Collected data
————————

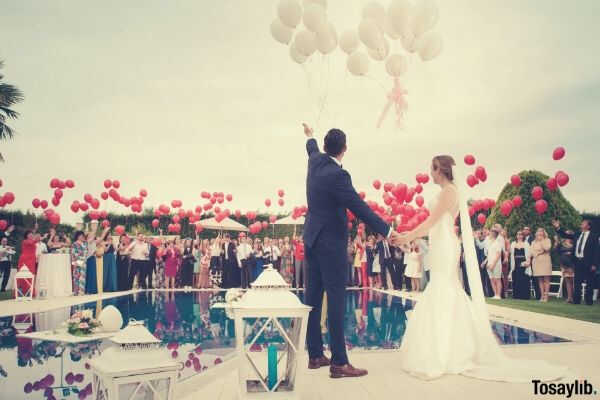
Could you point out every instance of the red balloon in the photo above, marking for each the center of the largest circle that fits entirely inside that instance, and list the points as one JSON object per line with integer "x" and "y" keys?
{"x": 558, "y": 153}
{"x": 471, "y": 180}
{"x": 561, "y": 178}
{"x": 515, "y": 180}
{"x": 481, "y": 219}
{"x": 420, "y": 201}
{"x": 537, "y": 193}
{"x": 541, "y": 206}
{"x": 517, "y": 201}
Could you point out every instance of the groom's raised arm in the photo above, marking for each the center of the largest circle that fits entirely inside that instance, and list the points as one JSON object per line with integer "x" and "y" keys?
{"x": 346, "y": 195}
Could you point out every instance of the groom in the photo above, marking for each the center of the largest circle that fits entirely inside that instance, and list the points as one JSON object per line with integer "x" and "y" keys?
{"x": 329, "y": 192}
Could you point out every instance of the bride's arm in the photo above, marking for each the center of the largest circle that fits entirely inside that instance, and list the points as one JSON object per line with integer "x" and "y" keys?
{"x": 446, "y": 202}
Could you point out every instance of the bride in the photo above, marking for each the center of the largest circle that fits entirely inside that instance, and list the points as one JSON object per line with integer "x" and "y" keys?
{"x": 449, "y": 332}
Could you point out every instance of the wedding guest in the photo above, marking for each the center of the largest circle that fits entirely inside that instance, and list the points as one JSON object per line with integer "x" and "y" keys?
{"x": 187, "y": 267}
{"x": 541, "y": 262}
{"x": 414, "y": 267}
{"x": 110, "y": 264}
{"x": 566, "y": 256}
{"x": 6, "y": 252}
{"x": 587, "y": 260}
{"x": 171, "y": 264}
{"x": 519, "y": 264}
{"x": 79, "y": 255}
{"x": 28, "y": 255}
{"x": 299, "y": 262}
{"x": 494, "y": 262}
{"x": 123, "y": 263}
{"x": 216, "y": 267}
{"x": 138, "y": 253}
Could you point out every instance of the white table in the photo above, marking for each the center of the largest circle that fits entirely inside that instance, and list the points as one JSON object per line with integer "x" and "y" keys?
{"x": 54, "y": 274}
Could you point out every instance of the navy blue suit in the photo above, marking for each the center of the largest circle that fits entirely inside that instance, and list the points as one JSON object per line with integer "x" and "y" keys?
{"x": 329, "y": 192}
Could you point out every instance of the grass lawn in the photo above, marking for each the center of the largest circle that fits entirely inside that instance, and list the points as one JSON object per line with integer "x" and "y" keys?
{"x": 558, "y": 307}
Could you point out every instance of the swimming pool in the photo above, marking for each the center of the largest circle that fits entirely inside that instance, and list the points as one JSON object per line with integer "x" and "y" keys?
{"x": 192, "y": 332}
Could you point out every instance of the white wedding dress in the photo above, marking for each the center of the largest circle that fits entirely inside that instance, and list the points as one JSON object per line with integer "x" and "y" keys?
{"x": 449, "y": 332}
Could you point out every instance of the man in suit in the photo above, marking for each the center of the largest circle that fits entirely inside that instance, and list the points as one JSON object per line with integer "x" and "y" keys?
{"x": 330, "y": 193}
{"x": 586, "y": 260}
{"x": 231, "y": 270}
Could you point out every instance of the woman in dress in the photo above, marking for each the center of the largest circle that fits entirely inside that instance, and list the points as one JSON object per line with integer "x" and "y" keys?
{"x": 414, "y": 267}
{"x": 123, "y": 263}
{"x": 566, "y": 256}
{"x": 216, "y": 267}
{"x": 541, "y": 262}
{"x": 79, "y": 255}
{"x": 187, "y": 265}
{"x": 519, "y": 256}
{"x": 449, "y": 332}
{"x": 171, "y": 258}
{"x": 494, "y": 263}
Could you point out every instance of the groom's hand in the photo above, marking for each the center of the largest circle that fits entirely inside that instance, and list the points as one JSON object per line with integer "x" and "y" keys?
{"x": 307, "y": 130}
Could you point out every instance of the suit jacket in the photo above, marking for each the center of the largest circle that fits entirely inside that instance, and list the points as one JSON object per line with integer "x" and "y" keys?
{"x": 329, "y": 193}
{"x": 591, "y": 253}
{"x": 231, "y": 254}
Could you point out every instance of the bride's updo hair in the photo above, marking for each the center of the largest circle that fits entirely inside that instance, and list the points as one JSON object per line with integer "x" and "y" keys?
{"x": 444, "y": 165}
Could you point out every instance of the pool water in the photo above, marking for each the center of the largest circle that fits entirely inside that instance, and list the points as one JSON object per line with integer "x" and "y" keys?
{"x": 191, "y": 332}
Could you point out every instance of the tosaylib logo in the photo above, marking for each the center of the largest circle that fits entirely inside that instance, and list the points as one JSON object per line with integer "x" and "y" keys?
{"x": 566, "y": 389}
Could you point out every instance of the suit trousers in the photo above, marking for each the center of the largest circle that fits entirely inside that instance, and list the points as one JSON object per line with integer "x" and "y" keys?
{"x": 327, "y": 272}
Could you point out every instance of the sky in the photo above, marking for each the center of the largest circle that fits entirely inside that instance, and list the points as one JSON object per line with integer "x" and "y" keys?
{"x": 182, "y": 97}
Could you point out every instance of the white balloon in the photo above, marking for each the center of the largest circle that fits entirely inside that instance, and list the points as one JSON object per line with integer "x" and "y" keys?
{"x": 389, "y": 29}
{"x": 425, "y": 17}
{"x": 396, "y": 65}
{"x": 376, "y": 11}
{"x": 281, "y": 33}
{"x": 314, "y": 17}
{"x": 321, "y": 2}
{"x": 349, "y": 41}
{"x": 289, "y": 12}
{"x": 380, "y": 53}
{"x": 358, "y": 63}
{"x": 305, "y": 43}
{"x": 296, "y": 56}
{"x": 369, "y": 33}
{"x": 326, "y": 39}
{"x": 430, "y": 46}
{"x": 400, "y": 13}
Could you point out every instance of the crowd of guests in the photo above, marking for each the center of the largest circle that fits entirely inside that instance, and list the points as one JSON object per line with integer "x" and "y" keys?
{"x": 520, "y": 267}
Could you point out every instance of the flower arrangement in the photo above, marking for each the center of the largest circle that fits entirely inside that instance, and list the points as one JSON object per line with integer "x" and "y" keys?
{"x": 82, "y": 323}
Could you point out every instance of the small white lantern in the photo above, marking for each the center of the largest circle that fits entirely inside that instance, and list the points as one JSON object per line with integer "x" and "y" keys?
{"x": 24, "y": 281}
{"x": 269, "y": 302}
{"x": 137, "y": 368}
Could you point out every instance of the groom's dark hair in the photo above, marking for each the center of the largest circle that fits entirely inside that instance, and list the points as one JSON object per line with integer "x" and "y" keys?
{"x": 335, "y": 142}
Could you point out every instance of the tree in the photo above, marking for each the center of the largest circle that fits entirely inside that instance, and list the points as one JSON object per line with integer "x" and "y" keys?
{"x": 9, "y": 96}
{"x": 526, "y": 215}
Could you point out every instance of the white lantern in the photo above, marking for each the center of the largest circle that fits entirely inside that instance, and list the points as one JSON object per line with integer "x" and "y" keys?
{"x": 134, "y": 369}
{"x": 271, "y": 305}
{"x": 24, "y": 281}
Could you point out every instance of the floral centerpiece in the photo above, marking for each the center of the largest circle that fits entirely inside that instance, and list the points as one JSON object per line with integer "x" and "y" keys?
{"x": 82, "y": 323}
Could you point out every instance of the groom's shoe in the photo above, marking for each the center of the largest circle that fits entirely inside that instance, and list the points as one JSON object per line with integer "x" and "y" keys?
{"x": 346, "y": 371}
{"x": 316, "y": 363}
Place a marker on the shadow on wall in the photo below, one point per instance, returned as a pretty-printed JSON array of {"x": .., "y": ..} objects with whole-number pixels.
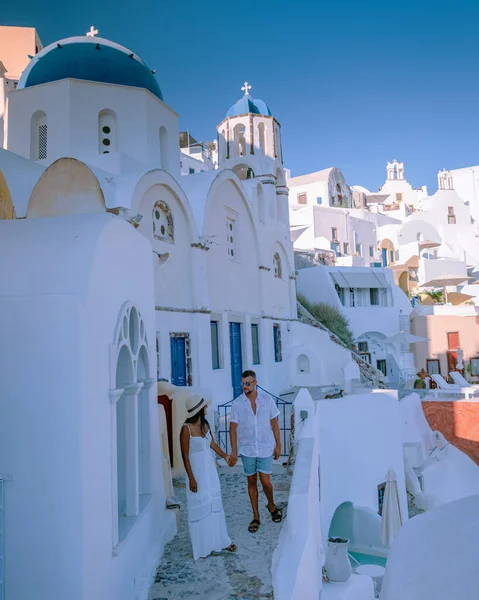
[{"x": 361, "y": 526}]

————————

Directive
Could you give every line of the data above as a JSON list of strings, one string per line, with blank lines and the pictures left out?

Solution to this exercise
[
  "Could you point out every instance of the red balloon in the photo above, marking for each the center of the largest circle that fits entirely inside that instance, and list the points as one JSON object per line with integer \"x\" and \"y\" keys?",
  "{\"x\": 558, \"y\": 153}",
  "{\"x\": 471, \"y\": 180}",
  "{\"x\": 561, \"y\": 178}",
  "{\"x\": 515, \"y\": 180}",
  "{\"x\": 481, \"y\": 219}",
  "{\"x\": 420, \"y\": 201}",
  "{\"x\": 537, \"y\": 193}",
  "{\"x\": 541, \"y\": 206}",
  "{\"x\": 517, \"y\": 201}",
  "Could you point out every instance of the groom's raised arm in the photo above, marking for each the center of the largest circle that fits entirely inside that instance, and list the points as one JSON object per line with integer \"x\" and \"y\" keys?",
  "{\"x\": 346, \"y\": 195}",
  "Could you point out every instance of the groom in the photo above, marking for each the center of the largest circle that fits entirely inside that instance, and list the points as one JSON object per line with integer \"x\" and \"y\" keys?",
  "{\"x\": 329, \"y\": 192}",
  "Could you point out every instance of the bride's arm in the photo above, marking for each the center of the largest circle that fits entirely inside that instance, and list the points as one JSON object per line with integer \"x\" and \"y\" keys?",
  "{\"x\": 446, \"y\": 202}",
  "Could you point out every instance of the bride in the photo above, marking for each the center of the largest circle that fits entirely inside that instance, and list the points as one JSON object per line with integer \"x\" and \"y\" keys?",
  "{\"x\": 449, \"y\": 332}",
  "Could you point out every instance of the wedding guest in the photo above, marking for each the center of the largest circle that fits entirely inside that instance, and list the points as one JSON object per line with integer \"x\" and \"y\" keys?",
  "{\"x\": 187, \"y\": 267}",
  "{\"x\": 541, \"y\": 262}",
  "{\"x\": 414, \"y\": 267}",
  "{\"x\": 110, \"y\": 264}",
  "{\"x\": 566, \"y\": 256}",
  "{\"x\": 6, \"y\": 252}",
  "{\"x\": 587, \"y\": 260}",
  "{\"x\": 171, \"y\": 264}",
  "{\"x\": 519, \"y\": 264}",
  "{\"x\": 79, \"y\": 255}",
  "{\"x\": 28, \"y\": 255}",
  "{\"x\": 299, \"y\": 262}",
  "{\"x\": 494, \"y\": 262}",
  "{\"x\": 123, \"y\": 263}",
  "{\"x\": 216, \"y\": 267}",
  "{\"x\": 138, \"y\": 253}",
  "Could you point out every instance of the white table in the photo above, marking for each the center of the largest circle that fits entirely inside that instance, and list the points as one JSON object per line with integer \"x\" and \"y\" keys?",
  "{\"x\": 54, \"y\": 274}",
  "Could you point out every instance of the navy blue suit in the photo above, marking for each the center of the largest circle that fits entirely inside that instance, and list the points as one JSON object per line with integer \"x\" and \"y\" keys?",
  "{\"x\": 329, \"y\": 192}",
  "Could you point out every instance of the grass lawn in the photo above, marking for each the center of the largest circle that fits entirely inside that instance, and list the points as one JSON object per line with integer \"x\" and \"y\" keys?",
  "{\"x\": 558, \"y\": 307}",
  "Could you point out every instance of the swimming pool in the photo above, marking for each the center of the largest circle that fits entirely inside that instance, and list the points as one JSON object per line with integer \"x\" and \"y\" keys?",
  "{\"x\": 192, \"y\": 332}",
  "Could you point out every instance of the white wedding dress in the photo above, marking for each the center of the largest circle that fits entirely inside that instance, and list the points as one JSON object per line with integer \"x\" and \"y\" keys?",
  "{\"x\": 449, \"y\": 332}",
  "Could you point out every instance of the man in suit in the photo above, marking for each the center of the largest circle that fits entirely inside that instance, and list the points as one JSON object per line with integer \"x\" and \"y\" keys?",
  "{\"x\": 330, \"y\": 193}",
  "{\"x\": 586, \"y\": 260}",
  "{\"x\": 231, \"y\": 270}",
  "Could you point out every instance of the woman in dress in the photo above, marking for each the center of the largest circle that fits entirely inside that instance, and list the points as one JSON object per line with integer \"x\" and \"y\" keys?",
  "{\"x\": 414, \"y\": 267}",
  "{\"x\": 123, \"y\": 263}",
  "{\"x\": 566, \"y\": 256}",
  "{\"x\": 216, \"y\": 267}",
  "{\"x\": 541, \"y\": 262}",
  "{\"x\": 79, \"y\": 255}",
  "{\"x\": 187, \"y\": 265}",
  "{\"x\": 519, \"y\": 256}",
  "{\"x\": 449, \"y\": 332}",
  "{\"x\": 171, \"y\": 258}",
  "{\"x\": 494, \"y\": 263}",
  "Could you point out every instance of the groom's hand in the photo above, marking for each the center of the largest circle that fits entirely inside that instance, and list the points as one JSON object per line with integer \"x\" and \"y\" keys?",
  "{\"x\": 307, \"y\": 130}",
  "Could you point out every instance of the suit jacket in the photo above, marking for each the center of the largest circle that fits entirely inside that instance, and list the points as one JSON object per line with integer \"x\" and \"y\" keys?",
  "{\"x\": 329, \"y\": 193}",
  "{\"x\": 591, \"y\": 253}",
  "{\"x\": 231, \"y\": 254}",
  "Could you point out every instance of the bride's updo hair in the photo above, marking for each the center of the largest circle that fits entirely inside that instance, and list the points as one JSON object per line with integer \"x\" and \"y\" keys?",
  "{\"x\": 444, \"y\": 165}",
  "Could you point out every instance of the pool water in the photo above, marking for each the center of the largest circle that fits entirely inside that instance, and list the points as one JSON object per line with integer \"x\" and \"y\" keys?",
  "{\"x\": 191, \"y\": 332}",
  "Could you point out every instance of the tosaylib logo in the photo above, marking for each the center of the largest circle that fits entirely inside that instance, and list the points as one JSON object per line with integer \"x\" and \"y\" keys?",
  "{\"x\": 566, \"y\": 389}",
  "Could you point out every instance of the suit trousers in the photo above, marking for each the center of the largest circle that fits entirely inside that instance, and list the points as one JSON object per line with integer \"x\" and \"y\" keys?",
  "{\"x\": 327, \"y\": 272}",
  "Could you point out every instance of the sky in the photo above, marking for each the center of the largest circle that fits entirely inside that instance, and list the points as one JSON object per line with integer \"x\" and \"y\" keys?",
  "{\"x\": 182, \"y\": 97}",
  "Could you point out every instance of the white balloon in the photo above, marking for each the center of the largest circle that fits entirely inside that instance, and list the points as one JSON object per line with integer \"x\" and \"y\" keys?",
  "{\"x\": 389, \"y\": 29}",
  "{\"x\": 425, \"y\": 17}",
  "{\"x\": 396, \"y\": 65}",
  "{\"x\": 376, \"y\": 11}",
  "{\"x\": 281, \"y\": 33}",
  "{\"x\": 314, \"y\": 17}",
  "{\"x\": 321, \"y\": 2}",
  "{\"x\": 349, \"y\": 41}",
  "{\"x\": 289, \"y\": 12}",
  "{\"x\": 380, \"y\": 53}",
  "{\"x\": 358, \"y\": 63}",
  "{\"x\": 305, \"y\": 43}",
  "{\"x\": 296, \"y\": 56}",
  "{\"x\": 369, \"y\": 33}",
  "{\"x\": 326, \"y\": 39}",
  "{\"x\": 430, \"y\": 46}",
  "{\"x\": 400, \"y\": 13}",
  "Could you point out every instance of the crowd of guests in the photo above, marking for each the center of the largest circle that fits entirely inside that instance, and list the points as one JSON object per line with integer \"x\" and \"y\" keys?",
  "{\"x\": 520, \"y\": 267}",
  "Could you point out every instance of the flower arrangement in the photo above, marking for each the center of the largest circle that fits entirely inside that instance, and list the points as one JSON object per line with integer \"x\" and \"y\" keys?",
  "{\"x\": 82, \"y\": 323}",
  "Could you point out every instance of the small white lantern in the photo above, marking for each the center of the largest circle that fits entirely inside that instance, and list the points as one JSON object per line with integer \"x\" and \"y\" keys?",
  "{\"x\": 24, \"y\": 281}",
  "{\"x\": 269, \"y\": 302}",
  "{\"x\": 137, \"y\": 368}",
  "Could you point out every instance of the groom's dark hair in the photo above, marking for each the center of the largest circle that fits entirely inside that instance, and list the points as one JSON object per line with integer \"x\" and \"y\" keys?",
  "{\"x\": 335, \"y\": 142}",
  "Could you point out every instance of the tree in the photo above, marking for each the center of the largest circle that fits entirely inside that instance, and list the points as one JSON object per line with integer \"x\" and \"y\" keys?",
  "{\"x\": 9, \"y\": 96}",
  "{\"x\": 526, \"y\": 215}",
  "Could you point out every instance of the white lantern in the photo above, marking for each the center of the largest circle that fits entirely inside that instance, and list the points as one JSON object per line with integer \"x\" and \"y\" keys?",
  "{\"x\": 134, \"y\": 369}",
  "{\"x\": 271, \"y\": 305}",
  "{\"x\": 24, \"y\": 281}",
  "Could you point out every instance of the floral centerpiece in the photo above, marking for each the center of the largest circle that fits entirely inside that instance, and list the points as one JSON object per line with integer \"x\" and \"y\" keys?",
  "{\"x\": 82, \"y\": 323}",
  "Could you point out every instance of the groom's shoe in the photo above, marking for each the center of the largest circle that fits entirely inside that instance, and list the points as one JSON object per line with integer \"x\" and \"y\" keys?",
  "{\"x\": 346, \"y\": 371}",
  "{\"x\": 316, \"y\": 363}",
  "Place a marker on the shadow on wall in the photo below, one point per instance, returned as a pretty-printed JSON array of {\"x\": .., \"y\": ..} objects with whole-number pixels.",
  "[{\"x\": 361, \"y\": 526}]"
]